- [SHORT EXERCISE]
Please update the records starting at the line that contains "person in blue" and ending at the line that contains "x=169 y=232", replacing "packed snow" with "trampled snow" and keeping everything else unchanged.

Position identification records
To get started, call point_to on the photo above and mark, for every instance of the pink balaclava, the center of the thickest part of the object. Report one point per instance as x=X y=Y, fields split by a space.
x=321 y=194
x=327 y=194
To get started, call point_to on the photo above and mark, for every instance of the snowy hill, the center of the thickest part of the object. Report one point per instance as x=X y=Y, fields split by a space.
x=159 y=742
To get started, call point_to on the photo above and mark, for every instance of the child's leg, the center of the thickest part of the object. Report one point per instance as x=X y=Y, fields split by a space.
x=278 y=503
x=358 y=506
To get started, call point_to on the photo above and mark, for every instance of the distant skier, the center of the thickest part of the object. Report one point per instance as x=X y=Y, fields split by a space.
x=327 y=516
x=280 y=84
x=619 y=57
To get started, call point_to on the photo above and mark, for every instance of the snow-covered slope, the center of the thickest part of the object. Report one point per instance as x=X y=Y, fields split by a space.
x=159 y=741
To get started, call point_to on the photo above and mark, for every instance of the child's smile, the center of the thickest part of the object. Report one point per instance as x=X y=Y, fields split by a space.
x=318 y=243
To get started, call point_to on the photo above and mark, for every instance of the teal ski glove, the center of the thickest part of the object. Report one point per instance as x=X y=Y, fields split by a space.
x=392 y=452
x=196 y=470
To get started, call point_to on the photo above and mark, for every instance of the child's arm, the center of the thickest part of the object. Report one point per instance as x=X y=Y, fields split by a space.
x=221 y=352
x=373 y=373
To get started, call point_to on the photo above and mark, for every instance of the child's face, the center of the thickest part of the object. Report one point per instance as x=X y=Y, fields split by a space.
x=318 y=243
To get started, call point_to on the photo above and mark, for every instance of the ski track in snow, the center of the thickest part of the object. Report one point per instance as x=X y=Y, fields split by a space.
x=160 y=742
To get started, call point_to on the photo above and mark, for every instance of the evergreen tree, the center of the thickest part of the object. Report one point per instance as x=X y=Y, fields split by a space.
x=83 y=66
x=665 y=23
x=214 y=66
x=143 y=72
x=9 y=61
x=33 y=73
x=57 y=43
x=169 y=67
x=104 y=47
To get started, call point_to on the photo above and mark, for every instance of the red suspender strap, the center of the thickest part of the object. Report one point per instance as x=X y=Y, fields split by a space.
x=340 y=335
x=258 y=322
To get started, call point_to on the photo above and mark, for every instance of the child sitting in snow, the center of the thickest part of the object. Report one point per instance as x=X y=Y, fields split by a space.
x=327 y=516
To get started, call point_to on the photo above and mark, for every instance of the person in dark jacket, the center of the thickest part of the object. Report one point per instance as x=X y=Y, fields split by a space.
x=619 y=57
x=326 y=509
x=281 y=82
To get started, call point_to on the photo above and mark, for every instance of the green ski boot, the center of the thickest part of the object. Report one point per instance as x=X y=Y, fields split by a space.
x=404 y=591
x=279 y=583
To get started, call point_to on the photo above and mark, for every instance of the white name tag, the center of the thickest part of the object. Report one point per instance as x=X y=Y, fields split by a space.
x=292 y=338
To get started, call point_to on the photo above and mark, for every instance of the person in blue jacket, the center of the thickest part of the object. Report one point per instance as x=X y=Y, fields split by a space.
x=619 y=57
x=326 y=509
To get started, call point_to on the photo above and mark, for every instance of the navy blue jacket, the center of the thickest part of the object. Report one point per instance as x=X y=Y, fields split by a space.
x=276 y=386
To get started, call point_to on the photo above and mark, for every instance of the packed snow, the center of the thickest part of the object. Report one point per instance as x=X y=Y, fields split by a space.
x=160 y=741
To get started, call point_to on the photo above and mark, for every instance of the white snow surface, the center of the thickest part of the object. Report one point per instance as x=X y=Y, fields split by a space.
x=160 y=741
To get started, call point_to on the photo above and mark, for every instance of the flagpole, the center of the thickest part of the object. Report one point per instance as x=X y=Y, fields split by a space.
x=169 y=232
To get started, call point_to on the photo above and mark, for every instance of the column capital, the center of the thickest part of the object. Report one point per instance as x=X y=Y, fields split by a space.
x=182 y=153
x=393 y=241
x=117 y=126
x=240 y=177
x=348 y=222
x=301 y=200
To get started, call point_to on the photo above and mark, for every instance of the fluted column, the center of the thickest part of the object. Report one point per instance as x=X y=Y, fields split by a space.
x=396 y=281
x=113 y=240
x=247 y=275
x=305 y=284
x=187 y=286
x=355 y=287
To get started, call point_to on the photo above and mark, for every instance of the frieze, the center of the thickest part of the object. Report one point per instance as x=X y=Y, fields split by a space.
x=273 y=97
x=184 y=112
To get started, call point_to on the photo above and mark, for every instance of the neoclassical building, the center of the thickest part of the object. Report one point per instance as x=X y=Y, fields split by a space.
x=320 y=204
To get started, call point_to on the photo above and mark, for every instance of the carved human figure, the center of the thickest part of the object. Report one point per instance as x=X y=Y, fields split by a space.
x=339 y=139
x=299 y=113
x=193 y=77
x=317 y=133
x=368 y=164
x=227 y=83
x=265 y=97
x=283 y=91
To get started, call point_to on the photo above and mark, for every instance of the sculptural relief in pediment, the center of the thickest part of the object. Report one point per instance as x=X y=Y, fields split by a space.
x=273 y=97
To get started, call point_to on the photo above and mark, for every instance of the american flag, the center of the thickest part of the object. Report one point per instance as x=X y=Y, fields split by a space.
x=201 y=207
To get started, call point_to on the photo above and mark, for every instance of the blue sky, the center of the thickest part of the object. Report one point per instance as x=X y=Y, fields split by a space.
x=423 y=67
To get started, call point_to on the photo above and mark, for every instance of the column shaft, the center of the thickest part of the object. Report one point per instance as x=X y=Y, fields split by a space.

- [RESULT OF THIS EXERCISE]
To get started, call point_to on the photo above and mark, for every instance of the person in blue jacket, the center of the thickest part of the object. Report one point per instance as x=X y=Y, fields split by a space.
x=619 y=57
x=326 y=509
To get started, call point_to on the photo above and mark, for every instance of the navy blue jacket, the center of the thickest part of the object. Report one point per instance as x=X y=Y, fields split by a space.
x=276 y=386
To get started, call point_to on the photo above and mark, for every instance of the trampled snow, the center of the thickest part of the object. Report one point per instance as x=X y=Y, fields split by a space.
x=160 y=741
To get started, call point_to on the photo above and mark, for every instance of the white snow surface, the center of the thickest part of the object. Report one point per instance as x=X y=Y, fields split by a space.
x=160 y=741
To get started, call point_to on the photo above and mark, for every instance of the flagpole, the center of the thickest part of the object. Report one point per instance as x=X y=Y, fields split by a space.
x=169 y=232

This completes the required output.